* _WRITTEN REQUEST_: Output every line below as a numbered list, skipping blank lines and leaving out any pictures.

* _DATA SUPPLIED_:
━━━━━━━━
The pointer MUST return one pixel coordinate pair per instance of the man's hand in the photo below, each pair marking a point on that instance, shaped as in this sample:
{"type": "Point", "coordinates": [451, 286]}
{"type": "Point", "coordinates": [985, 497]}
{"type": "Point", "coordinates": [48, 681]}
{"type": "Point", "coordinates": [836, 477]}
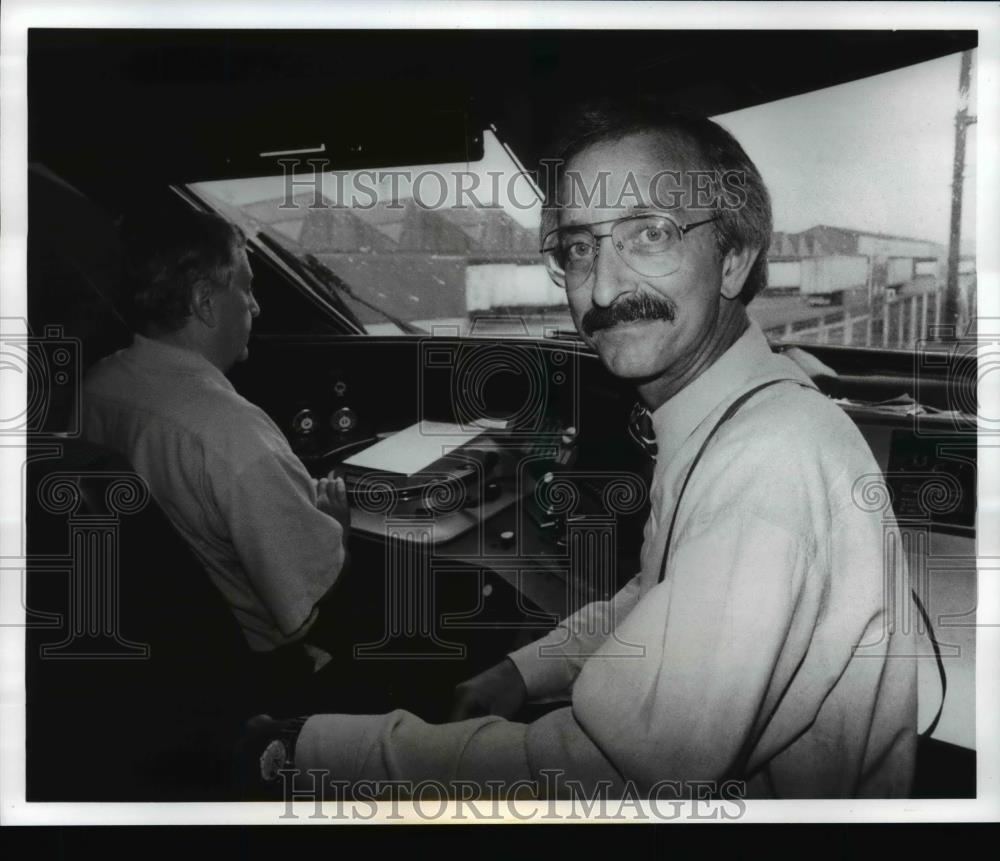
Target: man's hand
{"type": "Point", "coordinates": [499, 691]}
{"type": "Point", "coordinates": [331, 498]}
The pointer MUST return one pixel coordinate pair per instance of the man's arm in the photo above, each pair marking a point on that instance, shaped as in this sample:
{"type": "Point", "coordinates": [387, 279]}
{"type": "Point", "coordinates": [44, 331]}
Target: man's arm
{"type": "Point", "coordinates": [287, 539]}
{"type": "Point", "coordinates": [546, 667]}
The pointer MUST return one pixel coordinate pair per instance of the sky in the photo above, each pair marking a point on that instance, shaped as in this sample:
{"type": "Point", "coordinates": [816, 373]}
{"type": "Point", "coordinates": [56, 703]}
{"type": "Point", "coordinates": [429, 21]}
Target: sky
{"type": "Point", "coordinates": [874, 154]}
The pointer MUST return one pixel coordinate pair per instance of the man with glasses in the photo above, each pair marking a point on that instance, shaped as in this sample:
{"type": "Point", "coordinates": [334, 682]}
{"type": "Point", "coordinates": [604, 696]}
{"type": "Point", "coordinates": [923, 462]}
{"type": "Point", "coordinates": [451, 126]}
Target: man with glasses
{"type": "Point", "coordinates": [756, 644]}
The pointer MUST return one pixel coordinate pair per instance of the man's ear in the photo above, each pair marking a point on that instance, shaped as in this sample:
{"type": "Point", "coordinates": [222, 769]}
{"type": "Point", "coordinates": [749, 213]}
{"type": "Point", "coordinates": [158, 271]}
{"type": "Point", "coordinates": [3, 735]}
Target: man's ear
━━━━━━━━
* _THE RESULT_:
1. The pointer MUST return one pixel coordinate pair per instance of the man's hand in the photo below, each pair marking a point on that instance, shaped as in this sample:
2. {"type": "Point", "coordinates": [451, 286]}
3. {"type": "Point", "coordinates": [985, 497]}
4. {"type": "Point", "coordinates": [48, 681]}
5. {"type": "Point", "coordinates": [836, 477]}
6. Target: man's hand
7. {"type": "Point", "coordinates": [499, 691]}
8. {"type": "Point", "coordinates": [331, 498]}
9. The pointer MUST return one pixel coordinate pair per instance of the man's arm in the photo above, each pair marking a point on that instance, shaped as in this sample:
10. {"type": "Point", "coordinates": [387, 279]}
11. {"type": "Point", "coordinates": [44, 331]}
12. Target: man's arm
13. {"type": "Point", "coordinates": [287, 539]}
14. {"type": "Point", "coordinates": [546, 667]}
15. The pointer MUST return one pixel coordinate pair per instance of the sky in the photo above, each pair marking a point on that instance, shaped as in this sample:
16. {"type": "Point", "coordinates": [816, 373]}
17. {"type": "Point", "coordinates": [56, 703]}
18. {"type": "Point", "coordinates": [429, 21]}
19. Target: sky
20. {"type": "Point", "coordinates": [874, 154]}
21. The pointer MUST return one pixel coordinate pair per instance of the man with glasses in the photo above, each pair marking a point on that instance, shaped as in this sample:
22. {"type": "Point", "coordinates": [334, 682]}
23. {"type": "Point", "coordinates": [604, 696]}
24. {"type": "Point", "coordinates": [923, 462]}
25. {"type": "Point", "coordinates": [451, 126]}
26. Target: man with glasses
27. {"type": "Point", "coordinates": [756, 644]}
28. The pointer MUST return one pixel coordinate pair per instance of the man's ear in the photo above, each pair marking a point on that instance, shaped as in this sample:
29. {"type": "Point", "coordinates": [222, 769]}
30. {"type": "Point", "coordinates": [749, 213]}
31. {"type": "Point", "coordinates": [158, 271]}
32. {"type": "Point", "coordinates": [3, 735]}
33. Target: man's ear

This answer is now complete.